◆ **Page extract**:

************

So there should not be a taboo on central bankers talking about fiscal policy, when it influences their ability to do their job. Policy makers at the European Central Bank (ECB) are particularly fond of talking about fiscal policy and structural reform. Here is just one recent example, but the ECB’s own research confirms that “the ECB communicates intensively on fiscal policies in both positive as well as normative terms. Other central banks more typically refer to fiscal policy when describing foreign developments relevant to domestic macroeconomic developments, when using fiscal policy as input to forecasts, or when referring to the use of government debt instruments in monetary policy operations.”

So why does the ECB stand out here? One hypothesis that appears not to work is that the ECB has been dragged into commenting on fiscal issues by the Eurozone crisis. We could question, as Carl Whelan does (pdf), why the ECB is part of the Trioka? Was it dragged, or did it invite itself? However, as the ECB research cited above shows, the ECB’s unusual interest in making normative statements on fiscal policy predate this crisis period.

One strong clue is the nature of these interventions. Bernanke warns that excessive fiscal tightness could slow down the US recovery, and because of the ZLB the Fed’s ability to counteract this is at least uncertain. The ECB always urges European governments to make fiscal policy more restrictive. That suggests that it either has a completely different view about the macroeconomic conjuncture in the Eurozone compared to the US (unlikely), or that it believes in expansionary austerity (see below), or that it is concerned about something else (much more likely). The something else which many economists would point to is fiscal dominance.

The ECB and many other European policymakers seem obsessed by the fear that monetary policy will not be able to do its job because of excessive budget deficits in individual Euro member states. So how reasonable is this fear, and is the Eurozone special in this respect, so as to explain the ECB’s unusually vocal behaviour compared to other central banks? The answer is I believe quite clear - the ECB has less to fear from fiscal dominance than any other central bank!

It was partly to show this that I wrote two recent posts on budget deficits and inflation. In the first, I made the widely accepted point that monetary policy can always neutralise the impact of higher debt on inflation by raising interest rates, if fiscal policy makers raise taxes or cut spending sufficiently to stabilise debt. Once you eliminate market panics through OMT, then it is absolutely clear that all Eurozone countries are doing that. So there is no present threat of fiscal dominance.

But imagine there was. In a second post I looked at the possibility that a fiscal policy maker might not even attempt to stabilise debt. In that case, a conflict between fiscal and monetary policy could emerge. Yet I argued that in any resulting game of chicken, if the central bank was able and prepared to allow governments to default and not monetise the deficit, it could retain control of inflation. Now in nearly all countries the government has ultimate power, so it could force the central bank’s hand (although at perhaps a very high political cost). However the one exception is the ECB. The ECB is in a better position to resist fiscal dominance than any other central bank.

************

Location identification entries

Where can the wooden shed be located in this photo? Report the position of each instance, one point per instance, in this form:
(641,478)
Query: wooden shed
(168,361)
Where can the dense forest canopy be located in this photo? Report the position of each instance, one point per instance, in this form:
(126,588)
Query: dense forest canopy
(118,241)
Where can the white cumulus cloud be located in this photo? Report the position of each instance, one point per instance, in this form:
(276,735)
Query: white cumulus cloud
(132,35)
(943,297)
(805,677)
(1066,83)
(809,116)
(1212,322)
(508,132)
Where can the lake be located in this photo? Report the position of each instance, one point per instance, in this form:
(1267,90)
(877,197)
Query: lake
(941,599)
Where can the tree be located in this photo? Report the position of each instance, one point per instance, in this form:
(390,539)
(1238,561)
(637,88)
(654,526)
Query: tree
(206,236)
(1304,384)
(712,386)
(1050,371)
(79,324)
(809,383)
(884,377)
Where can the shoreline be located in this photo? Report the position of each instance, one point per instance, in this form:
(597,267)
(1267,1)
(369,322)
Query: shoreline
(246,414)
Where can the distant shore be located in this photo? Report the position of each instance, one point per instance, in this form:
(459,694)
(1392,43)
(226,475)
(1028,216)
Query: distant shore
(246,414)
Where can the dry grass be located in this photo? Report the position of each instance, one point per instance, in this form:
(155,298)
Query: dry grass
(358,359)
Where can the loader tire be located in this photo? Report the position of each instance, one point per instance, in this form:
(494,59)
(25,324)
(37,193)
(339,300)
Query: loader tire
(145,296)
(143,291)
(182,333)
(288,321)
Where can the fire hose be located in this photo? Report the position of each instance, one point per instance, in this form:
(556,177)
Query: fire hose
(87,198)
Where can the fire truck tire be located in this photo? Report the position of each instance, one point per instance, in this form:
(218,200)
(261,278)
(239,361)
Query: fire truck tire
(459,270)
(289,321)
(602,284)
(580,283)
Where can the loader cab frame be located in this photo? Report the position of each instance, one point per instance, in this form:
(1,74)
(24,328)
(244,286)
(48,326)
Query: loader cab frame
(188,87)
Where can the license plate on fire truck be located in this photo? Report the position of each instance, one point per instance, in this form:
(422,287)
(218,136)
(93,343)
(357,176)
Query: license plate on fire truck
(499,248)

************

◆ **Instructions**:
[1] In the passage on the ECB and fiscal policy, what does the ECB always urge European governments to do?
[2] Could you lay out as a numbered list everything in the entries from the line containing "Where can the loader cab" down to the last line of the entries, with blank lines left out?
The passage on the ECB and fiscal policy and the entries have no connection to each other.

◆ **Full solutions**:
[1] To make fiscal policy more restrictive.

[2]
1. Where can the loader cab frame be located in this photo? Report the position of each instance, one point per instance, in this form:
2. (1,74)
3. (24,328)
4. (244,286)
5. (48,326)
6. Query: loader cab frame
7. (188,87)
8. Where can the license plate on fire truck be located in this photo? Report the position of each instance, one point per instance, in this form:
9. (422,287)
10. (218,136)
11. (93,343)
12. (357,176)
13. Query: license plate on fire truck
14. (499,248)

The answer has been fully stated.